◆ **WHAT IS BEING ASKED**: Reproduce all of the material below, substituting "low-vision user" for every "visually impaired user" and keeping everything else the same. Omit the pictures from your answer.
------------------------
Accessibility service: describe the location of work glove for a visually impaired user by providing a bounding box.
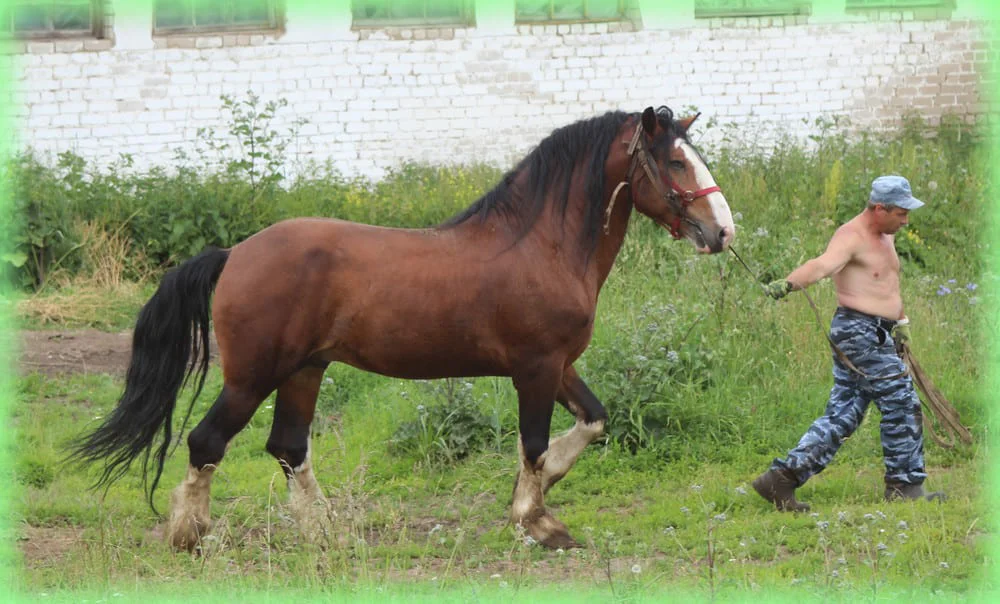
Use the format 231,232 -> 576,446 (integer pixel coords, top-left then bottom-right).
764,279 -> 793,300
892,319 -> 910,350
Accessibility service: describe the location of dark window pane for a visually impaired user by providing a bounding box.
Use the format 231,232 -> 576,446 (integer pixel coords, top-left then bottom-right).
552,0 -> 584,19
389,0 -> 424,19
587,0 -> 622,19
515,0 -> 550,21
427,0 -> 463,19
194,0 -> 226,27
155,0 -> 192,27
351,0 -> 389,19
52,2 -> 90,31
233,0 -> 271,23
14,4 -> 49,31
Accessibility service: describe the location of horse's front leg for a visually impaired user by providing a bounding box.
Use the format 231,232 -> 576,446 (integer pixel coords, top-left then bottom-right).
511,362 -> 578,548
542,366 -> 608,493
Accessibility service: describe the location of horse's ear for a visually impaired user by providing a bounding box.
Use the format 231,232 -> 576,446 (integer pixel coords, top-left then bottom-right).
642,107 -> 656,136
677,111 -> 701,135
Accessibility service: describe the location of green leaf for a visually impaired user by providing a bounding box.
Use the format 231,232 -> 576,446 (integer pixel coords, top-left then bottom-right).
0,251 -> 28,268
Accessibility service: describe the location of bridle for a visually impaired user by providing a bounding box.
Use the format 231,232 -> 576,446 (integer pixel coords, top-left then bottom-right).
604,120 -> 722,239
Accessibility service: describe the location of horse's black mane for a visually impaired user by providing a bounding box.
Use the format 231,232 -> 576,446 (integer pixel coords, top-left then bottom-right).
442,107 -> 678,253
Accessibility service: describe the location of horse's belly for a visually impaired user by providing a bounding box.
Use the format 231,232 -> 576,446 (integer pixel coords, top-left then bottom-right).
318,328 -> 508,379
------------------------
◆ **TASK OUTPUT**:
Accessibility service: describe the location of work glove for a low-vision user by providing a bounding box.
Use the format 231,232 -> 576,446 (integer pixel coords, top-left then bottom-right).
764,279 -> 793,300
892,319 -> 910,350
Accessibility service: describe the location of dark window pane for a low-vision user by providing a bounding box.
Use the format 231,232 -> 576,446 (integer pixel coords, top-left then bottom-right).
552,0 -> 584,19
389,0 -> 424,19
587,0 -> 622,19
515,0 -> 550,21
427,0 -> 463,19
194,0 -> 226,27
155,0 -> 192,27
351,0 -> 389,19
52,2 -> 90,31
233,0 -> 271,23
14,4 -> 49,31
Accessibility service: describe the location of horse's front leg for a low-vision user by providing a bounding box.
Use the format 231,232 -> 576,446 (integer pixel coords, top-left then bottom-right).
511,362 -> 578,548
542,366 -> 608,493
Accessibility service: describe the location of horse's ear for a low-vision user by providing a bounding box.
Use the format 231,232 -> 576,446 (integer pixel coords, top-left then bottom-right).
642,107 -> 656,136
677,111 -> 701,135
Accessibility service: describe the location of green leaf for a low-vision user by providing a bounding box.
Use the format 231,232 -> 576,446 (integer pixel coords, top-left then bottom-right).
0,251 -> 28,268
Accessibility service: describe the location of bridle for a low-vision user by providing a bounding box.
Use the format 231,232 -> 576,446 (integer pixel coords, top-left then bottom-right).
604,120 -> 722,239
Accessibility service: describe the location of horse's black mane for a low-vision user by providing a bounding box.
Use the format 231,232 -> 576,446 (integer pixel coords, top-left then bottom-right).
442,107 -> 678,253
Accessibility service: describe the location of horse's belly for a low-vision user by providing a bounding box.
Use the format 231,232 -> 576,446 (integer pixel coords, top-left then bottom-right).
318,328 -> 508,379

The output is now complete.